| Article |
## START

HTTP Continued: Headers with Loops

The parser created in the last tutorial, while functional, is lacking a fairly important component: parsing request headers.

Currently, our parser looks something like

out enum{GET, POST, UNSUPPORTED} method;
out str[32] request_path;
out bool uri_too_long = false;

parser {
   case {
      "GET " -> {method = GET;}
      "POST " -> {method = POST;}
      else -> {method = UNSUPPORTED; wait " ";}
   }
   "/";

   try {
      request_path += /[\/a-zA-Z0-9.\-_?=&+]+/;
   }
   catch (outofspace) {
      uri_too_long = true;
      wait "\r\n\r\n";
      finish;
   }

   " HTTP/1."; /\d/;

   wait "\r\n\r\n";
}

Now, we'll try to make it handle a few headers. Before we do that though, let's clean up our error handling a bit.

## END

| Set task 1 |
Which variables does the parser in the HTTP headers tutorial declare with the out keyword?
| Set task 2 |
According to the HTTP headers tutorial, what important component is the parser from the last tutorial missing?
| Set task 3 |
Write the next part of the HTTP headers tutorial, picking up after its final sentence.

| Data excerpt |
## START

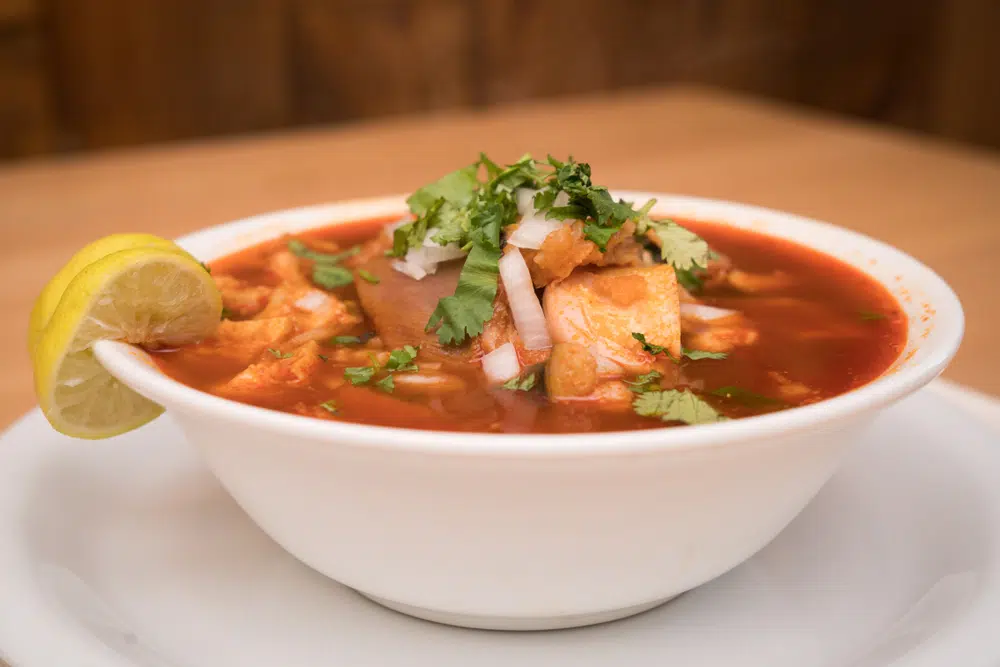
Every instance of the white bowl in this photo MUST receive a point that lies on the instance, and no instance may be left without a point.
(541, 531)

## END

| Expected answer 1 |
method, request_path, uri_too_long

| Expected answer 2 |
Parsing request headers.

| Expected answer 3 |
Basic Macros

You may already see a repeated pattern starting to emerge in our parser -- waiting for \r\n\r\n on an error condition. Repeating patterns like this can make the parser source ugly, and so NMFU offers a basic form of code reuse with macros:

For example, we could add

macro waitend() {
   wait "\r\n\r\n";
   finish;
}

and replace the body of our error handler with just

uri_too_long = true;
waitend();

Since our header parsing is going to add more error conditions, it'd be nice to consolidate all the error conditions. One approach we could use would be to replace the ad-hoc boolean flag with an error_code enum:

out enum{OK, URI_TOO_LONG} result_code;

macro waitend(expr result) {
   result_code = result;
   wait "\r\n\r\n";
   finish;
}

parser {
   result_code = OK;
   // ...

The expr here means an integer-expression, (as opposed to a match-expression), effectively anything that can be stored into a scalar variable (for more information, see the section on expressions in the reference).

Now we can succinctly set an error code and ignore the rest of a request with just one line:

catch (outofspace) {
   waitend(URI_TOO_LONG);
}

Note

We won't cover the C implementation of reading this enum here; if you can't figure it out go back to the previous tutorial and read the section on handling HTTP request methods again -- the technique here is very similar.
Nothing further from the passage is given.